Document:
______

Voilà deux ans que Juliette habite le quartier Nord. Elle est originaire de la Hesbaye (région fruitière) qui s’étend sur le sud du Limbourg et sur le Nord de la province de Liège. Là il n’y a jamais eu de problèmes linguistiques. Chaque commerçant est bilingue.
A Bruxelles il s’agit d’une tout autre histoire. Lorsqu’on adresse la parole à quelqu’un en néerlandais on t’insulte. Même les allochtones te disent : tu es ici à Bruxelles donc il faut parler français. Je ne savais pas ce que j’entendais quand on m’a dit cela. Je reste conséquente et je parle néerlandais à tout le monde.
Avant c’était bien pire, on était considéré avec dédain et traité de paysan. Maintenant on trouve que je parle une langue énervante. Ils sont jaloux des subsides que reçoivent les néerlandophones. Cela relate la relativité des représentations humaines mais je reste très critique face à cela.
J’étais enseignante dans une école villageoise à Borgloon, au coeur de la Hesbaye. J’y ai tout enseigné. Je donnais cours dans l’enseignement spécial. Il y avait moyen d’y expérimenter ; il y a avait une large place pour la créativité. Nombreux étaient ceux qui tripotaient et qui travaillaient insuffisamment. Ils sont donc devenus plus exigents. Durant mon temps libre je suivais également des cours. On maintient son esprit critique mais personnellement je ne suis pas critique.
Ma première impression de Bruxelles. Je connaissais Bruxelles par toutes les expositions que je venais visiter. Mais je connaissais déjà New York. Mais je trouve Bruxelles plus agréable que New York car il y a moins de hauts bâtiments.

______

Données à traiter:
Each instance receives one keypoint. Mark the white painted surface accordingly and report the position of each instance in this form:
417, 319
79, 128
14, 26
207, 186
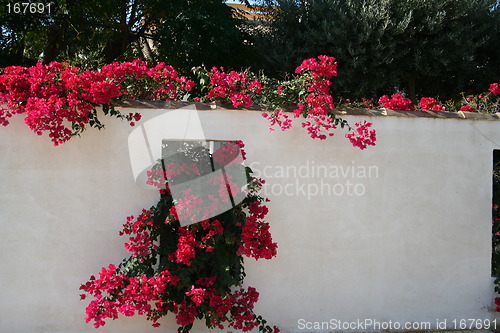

______

Travail à faire:
(1) Recopiez le passage du document compris entre « Voilà deux ans » et « face à cela. », ces deux bouts de phrase inclus.
(2) Dans tous les enregistrements, changez « white » en « red » sans toucher au reste, et réécrivez les lignes sans les images.

Corrigé complet:
(1)
Voilà deux ans que Juliette habite le quartier Nord. Elle est originaire de la Hesbaye (région fruitière) qui s’étend sur le sud du Limbourg et sur le Nord de la province de Liège. Là il n’y a jamais eu de problèmes linguistiques. Chaque commerçant est bilingue.
A Bruxelles il s’agit d’une tout autre histoire. Lorsqu’on adresse la parole à quelqu’un en néerlandais on t’insulte. Même les allochtones te disent : tu es ici à Bruxelles donc il faut parler français. Je ne savais pas ce que j’entendais quand on m’a dit cela. Je reste conséquente et je parle néerlandais à tout le monde.
Avant c’était bien pire, on était considéré avec dédain et traité de paysan. Maintenant on trouve que je parle une langue énervante. Ils sont jaloux des subsides que reçoivent les néerlandophones. Cela relate la relativité des représentations humaines mais je reste très critique face à cela.

(2)
Each instance receives one keypoint. Mark the red painted surface accordingly and report the position of each instance in this form:
417, 319
79, 128
14, 26
207, 186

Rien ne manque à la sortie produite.